[KUTIPAN TEKS]
Sekitar pukul 5 sore nampak rombongan Cupumanik tengah selesai melakukan soundcheck untuk gelaran ini. Sang vokalis, Che menyapa saya yang disambut oleh tawaran wawancara oleh saya. Banyak obrolan menarik yang kami bicarakan, dari mulai kenapa Cupumanik perlu mengidentikan citranya dengan grunge, lalu kembalinya Rama untuk proyek reuni dengan Cupumanik, hingga etos kerja DIY (Do It Yourself) yang dulu menjadi cikal bakal scene indie saat ini, kemudian digantikan oleh Che menjadi Do It Your-Friends, sebagai pola membangun scene indie dengan kerja kolektif, seperti halnya gelaran ‘Konser Tiga Sisi’ ini.

Entri Tersimpan

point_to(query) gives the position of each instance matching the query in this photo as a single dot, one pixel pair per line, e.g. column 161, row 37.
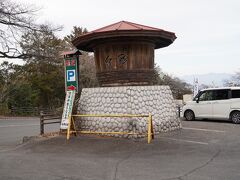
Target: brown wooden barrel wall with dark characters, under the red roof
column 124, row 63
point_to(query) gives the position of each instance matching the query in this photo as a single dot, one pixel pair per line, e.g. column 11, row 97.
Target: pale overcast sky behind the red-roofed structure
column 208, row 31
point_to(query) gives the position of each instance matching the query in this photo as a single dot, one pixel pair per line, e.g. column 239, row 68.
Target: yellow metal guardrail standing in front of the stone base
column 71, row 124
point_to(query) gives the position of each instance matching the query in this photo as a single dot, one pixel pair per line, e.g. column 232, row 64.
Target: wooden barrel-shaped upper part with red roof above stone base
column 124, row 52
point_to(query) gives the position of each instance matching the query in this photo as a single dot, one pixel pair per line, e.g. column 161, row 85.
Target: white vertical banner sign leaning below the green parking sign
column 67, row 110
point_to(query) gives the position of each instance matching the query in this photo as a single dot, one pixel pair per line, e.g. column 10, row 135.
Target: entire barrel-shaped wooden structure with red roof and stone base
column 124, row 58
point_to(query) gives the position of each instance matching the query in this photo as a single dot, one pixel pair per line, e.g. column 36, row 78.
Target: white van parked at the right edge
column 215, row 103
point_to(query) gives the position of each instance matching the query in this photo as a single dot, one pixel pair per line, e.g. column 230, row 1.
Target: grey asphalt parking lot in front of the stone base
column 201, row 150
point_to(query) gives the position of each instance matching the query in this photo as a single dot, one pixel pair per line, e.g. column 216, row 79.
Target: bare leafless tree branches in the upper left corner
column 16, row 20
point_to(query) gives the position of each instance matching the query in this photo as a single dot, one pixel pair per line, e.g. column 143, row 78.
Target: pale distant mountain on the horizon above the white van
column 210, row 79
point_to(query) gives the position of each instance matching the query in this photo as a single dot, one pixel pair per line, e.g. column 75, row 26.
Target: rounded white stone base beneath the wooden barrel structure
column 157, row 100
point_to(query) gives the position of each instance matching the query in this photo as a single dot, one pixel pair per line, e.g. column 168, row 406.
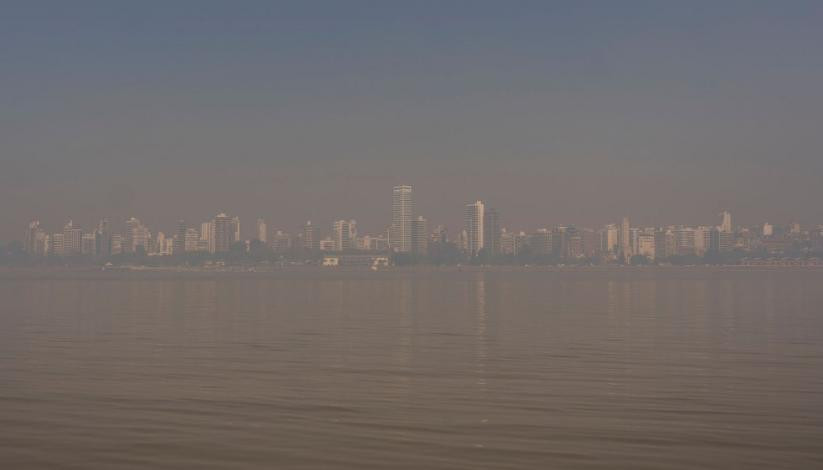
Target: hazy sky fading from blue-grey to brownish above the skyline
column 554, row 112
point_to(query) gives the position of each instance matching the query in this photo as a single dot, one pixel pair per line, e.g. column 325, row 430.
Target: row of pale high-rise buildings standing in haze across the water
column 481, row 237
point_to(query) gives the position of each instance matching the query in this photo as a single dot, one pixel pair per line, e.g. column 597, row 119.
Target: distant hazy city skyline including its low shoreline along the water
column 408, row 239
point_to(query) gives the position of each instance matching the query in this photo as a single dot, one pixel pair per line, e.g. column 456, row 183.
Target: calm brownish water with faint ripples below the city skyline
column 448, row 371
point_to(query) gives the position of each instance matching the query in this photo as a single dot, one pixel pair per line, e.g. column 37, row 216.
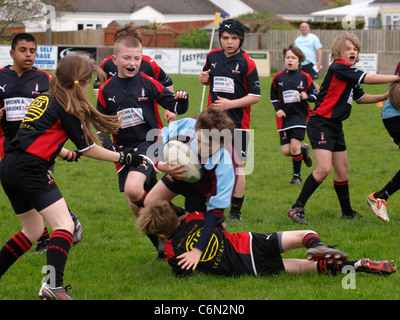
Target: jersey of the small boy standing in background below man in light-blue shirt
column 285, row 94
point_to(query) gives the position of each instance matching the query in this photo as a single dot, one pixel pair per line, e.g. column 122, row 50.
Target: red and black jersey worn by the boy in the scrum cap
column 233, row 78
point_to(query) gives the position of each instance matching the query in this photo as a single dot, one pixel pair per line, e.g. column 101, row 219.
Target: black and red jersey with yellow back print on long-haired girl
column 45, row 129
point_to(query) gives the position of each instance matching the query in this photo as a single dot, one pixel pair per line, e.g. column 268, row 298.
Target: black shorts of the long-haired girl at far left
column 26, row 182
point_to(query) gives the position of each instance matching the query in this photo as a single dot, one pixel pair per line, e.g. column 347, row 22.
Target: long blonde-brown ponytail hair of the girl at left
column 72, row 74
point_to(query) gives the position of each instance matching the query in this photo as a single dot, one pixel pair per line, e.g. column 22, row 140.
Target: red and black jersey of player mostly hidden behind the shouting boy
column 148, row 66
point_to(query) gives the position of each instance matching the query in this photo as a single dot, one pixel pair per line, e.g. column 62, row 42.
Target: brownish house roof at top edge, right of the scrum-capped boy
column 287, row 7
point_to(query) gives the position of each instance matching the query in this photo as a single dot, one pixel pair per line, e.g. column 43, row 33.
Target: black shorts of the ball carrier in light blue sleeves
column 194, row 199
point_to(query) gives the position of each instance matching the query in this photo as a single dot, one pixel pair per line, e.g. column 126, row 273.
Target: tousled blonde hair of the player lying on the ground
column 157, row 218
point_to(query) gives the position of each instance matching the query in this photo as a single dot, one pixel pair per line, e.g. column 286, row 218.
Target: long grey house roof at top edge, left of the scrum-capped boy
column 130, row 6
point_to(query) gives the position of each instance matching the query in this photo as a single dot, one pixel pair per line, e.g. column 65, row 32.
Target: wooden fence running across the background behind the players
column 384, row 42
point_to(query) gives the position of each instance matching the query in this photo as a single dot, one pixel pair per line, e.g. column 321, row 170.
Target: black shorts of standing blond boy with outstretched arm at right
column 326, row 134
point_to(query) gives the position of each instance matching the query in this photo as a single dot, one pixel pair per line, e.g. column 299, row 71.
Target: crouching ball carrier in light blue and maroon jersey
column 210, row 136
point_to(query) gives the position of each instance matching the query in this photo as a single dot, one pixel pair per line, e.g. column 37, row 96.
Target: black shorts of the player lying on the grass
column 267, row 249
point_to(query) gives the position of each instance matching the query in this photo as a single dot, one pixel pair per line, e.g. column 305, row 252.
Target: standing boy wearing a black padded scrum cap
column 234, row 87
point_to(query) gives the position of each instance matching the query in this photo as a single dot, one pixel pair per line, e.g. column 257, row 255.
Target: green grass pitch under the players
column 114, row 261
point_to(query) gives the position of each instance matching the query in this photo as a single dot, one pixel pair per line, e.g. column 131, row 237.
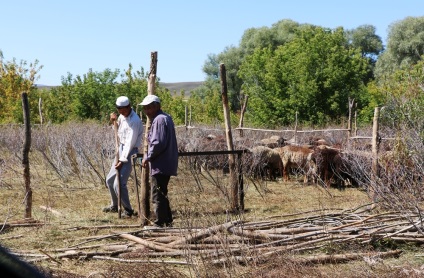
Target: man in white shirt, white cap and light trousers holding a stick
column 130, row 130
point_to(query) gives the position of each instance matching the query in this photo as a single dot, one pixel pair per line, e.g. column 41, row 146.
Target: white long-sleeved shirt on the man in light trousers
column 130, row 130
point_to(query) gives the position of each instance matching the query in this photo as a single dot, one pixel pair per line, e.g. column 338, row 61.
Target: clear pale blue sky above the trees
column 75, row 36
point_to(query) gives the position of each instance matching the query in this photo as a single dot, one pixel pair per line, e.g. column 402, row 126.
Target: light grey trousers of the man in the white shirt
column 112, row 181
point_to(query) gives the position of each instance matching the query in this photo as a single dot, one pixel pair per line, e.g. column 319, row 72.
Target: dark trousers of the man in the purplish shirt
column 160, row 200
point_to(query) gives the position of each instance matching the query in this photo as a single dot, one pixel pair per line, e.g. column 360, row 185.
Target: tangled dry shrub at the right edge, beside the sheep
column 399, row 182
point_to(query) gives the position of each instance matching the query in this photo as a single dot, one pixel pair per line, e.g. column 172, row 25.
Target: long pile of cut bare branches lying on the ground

[COBA KERJAKAN]
Tentukan apakah tiap pernyataan di bawah ini sesuai dengan kutipan tentang Cupumanik, lalu jawab ya atau tidak beserta kata-kata penentu dari kutipan itu yang disalin persis.
1. Rombongan Cupumanik selesai melakukan soundcheck sekitar pukul 5 sore.
2. Che mengganti istilah DIY menjadi Do It Your-Friends.
3. Penulis menawarkan wawancara sebelum Che menyapanya.
Materi ini diambil dari sumber lain.

[JAWABAN]
1. Ya: "Sekitar pukul 5 sore nampak rombongan Cupumanik tengah selesai melakukan soundcheck untuk gelaran ini."
2. Ya: "kemudian digantikan oleh Che menjadi Do It Your-Friends"
3. Tidak: "Sang vokalis, Che menyapa saya yang disambut oleh tawaran wawancara oleh saya."